* **What you will do**:
1 – In the passage about Sandberg, rewrite the part from "How can she" to "the real problem?", replacing "simplistic" with "reductive".
2 – In the passage about Sandberg, who is credited with the historical coinage of the phrase "problem that has no name"?
3 – Go on with the passage about Sandberg from the point where it stops.

Sandberg is writing an article about the modern "problem that has no name" in
business today...isn't it fair to say that if she's writing a book, she thinks
her analysis has a fairly broad application? Her analysis of this "problem"
must apply to women in business, and it's a little presumptive to assume that
"women in business" means white, wealthy, and "afraid to ask for more money."
How can she assume to speak for a group without consulting its members? The
author of the article says sarcastically that Sandberg should just write a
book that includes and pleases everyone including the black working class
women. The book, she states, is applicable to women at the top of the
workforce and that's useful. In my opinion, that's overly simplistic. The
issues that Sandberg is trying to address are not simple, and can't be
addressed via the "women at the top" without actually distorting the entire
analysis. It's like running a study with 18 different confounding variables
and ignoring them for simplicity's sake. If you're attempting to make any type
of statement or analysis, why don't you allow your analysis to approach the
complexity of the real problem?

Additionally, the "problem that has no name," in Betty Friedan's historical
coinage, means a problem that is inside women. Sandberg apparently implies
that these factors; the social, political, and psychological, can be isolated
and analyzed as disparate elements. It's ridiculous to assume that societal
barriers play a role that's different from the psychological or even
political: the entire point is that these forces are subtle and interrelated--
like a birdcage.

* **Source data**:
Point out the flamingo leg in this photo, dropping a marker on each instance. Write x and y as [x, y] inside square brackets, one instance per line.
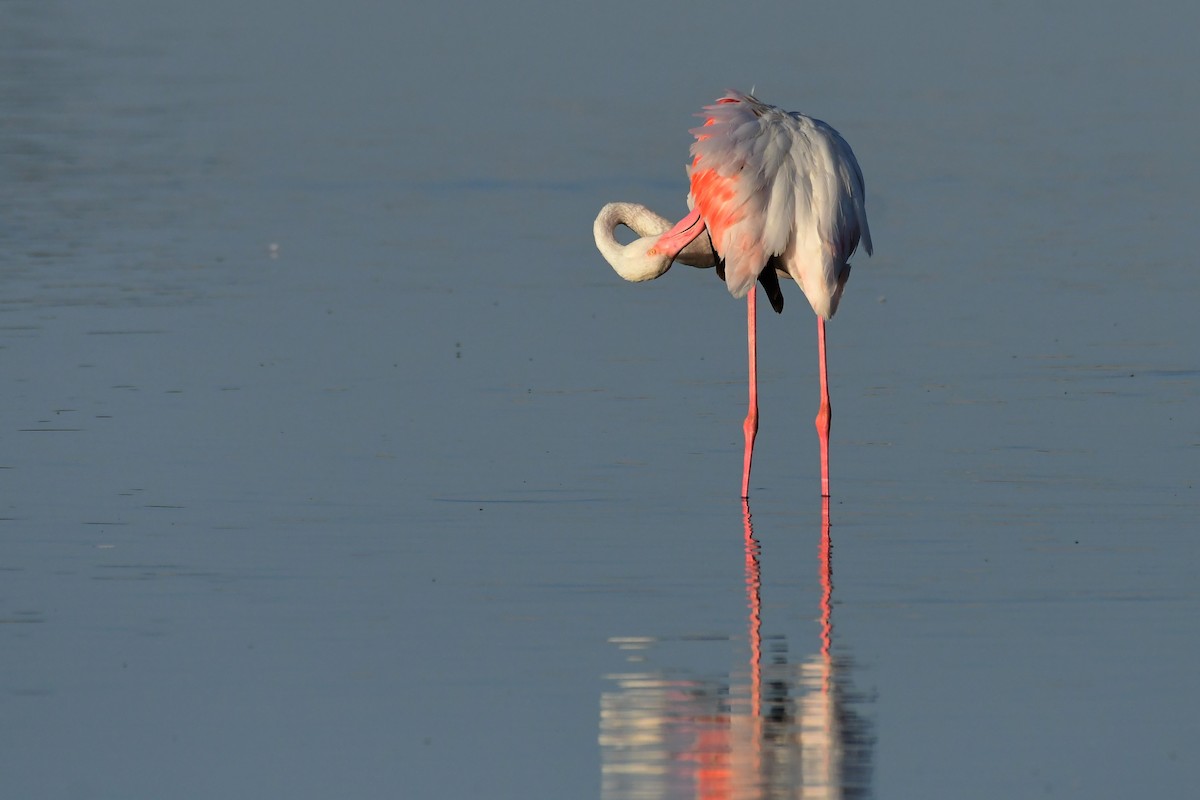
[825, 414]
[751, 425]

* **The answers**:
1 –
How can she assume to speak for a group without consulting its members? The
author of the article says sarcastically that Sandberg should just write a
book that includes and pleases everyone including the black working class
women. The book, she states, is applicable to women at the top of the
workforce and that's useful. In my opinion, that's overly reductive. The
issues that Sandberg is trying to address are not simple, and can't be
addressed via the "women at the top" without actually distorting the entire
analysis. It's like running a study with 18 different confounding variables
and ignoring them for simplicity's sake. If you're attempting to make any type
of statement or analysis, why don't you allow your analysis to approach the
complexity of the real problem?

2 – Betty Friedan.

3 –
And to close, Sandberg wants to make women more ambitious, more "out of the
home" and into the office, less likely to stay at home and "leave before you
leave" oriented. She's essentially saying "I want women to be as ambitious and
work oriented as their male counterparts so they can see the same benefit." My
argument is that she's essentially using a "white male" yardstick to measure
female values and achievement, and that in and of itself is oppression. Why
the "manstandard" of obsession and aggression? Why not throw out that system
and create one anew? Because Sheryl, let's be frank here: even if men are in
fact asking for more money, and you get some women to do it too, is anyone
going to be "happier?" Does the extra money really make life 100x more
worthwhile? No. Striving for the equal paycheck is a dumb thing to strive for,
it's not worth it. As PG had said in one of his essays, this is but a subset
of a greater problem-- that "superset" problem is that what we're striving for
actually sucks.

------
joonix
Does Sandberg actually do anything at Facebook?